Work required
Update the data below by changing every "snowy field" to "snow-covered field", keeping everything else the same, and omit the pictures from your answer.

· · · ·

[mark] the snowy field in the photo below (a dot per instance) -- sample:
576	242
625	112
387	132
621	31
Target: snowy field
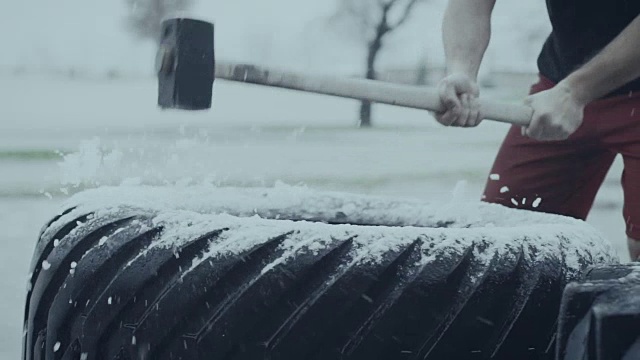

· · · ·

Response to the exercise
[mark] the snow-covered field in the photo below (a dot per instance) -- sample:
576	242
625	112
387	132
621	31
Target: snow-covered field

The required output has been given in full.